:: Data to examine ::

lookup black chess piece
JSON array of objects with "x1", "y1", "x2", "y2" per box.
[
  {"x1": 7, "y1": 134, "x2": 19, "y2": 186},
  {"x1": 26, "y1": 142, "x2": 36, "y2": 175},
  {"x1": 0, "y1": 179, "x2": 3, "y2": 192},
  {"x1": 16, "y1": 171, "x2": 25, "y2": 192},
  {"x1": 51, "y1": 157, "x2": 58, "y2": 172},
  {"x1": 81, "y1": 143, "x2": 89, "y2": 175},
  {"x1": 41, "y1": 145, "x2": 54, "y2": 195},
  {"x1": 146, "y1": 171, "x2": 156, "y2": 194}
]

:::

Give back the entries exactly. Omit none of them.

lookup black chess piece
JSON array of objects with "x1", "y1", "x2", "y2" per box.
[
  {"x1": 7, "y1": 134, "x2": 19, "y2": 186},
  {"x1": 26, "y1": 142, "x2": 36, "y2": 175},
  {"x1": 0, "y1": 179, "x2": 3, "y2": 192},
  {"x1": 16, "y1": 171, "x2": 25, "y2": 192},
  {"x1": 51, "y1": 157, "x2": 58, "y2": 172},
  {"x1": 81, "y1": 143, "x2": 89, "y2": 175},
  {"x1": 41, "y1": 145, "x2": 54, "y2": 195},
  {"x1": 146, "y1": 171, "x2": 156, "y2": 194}
]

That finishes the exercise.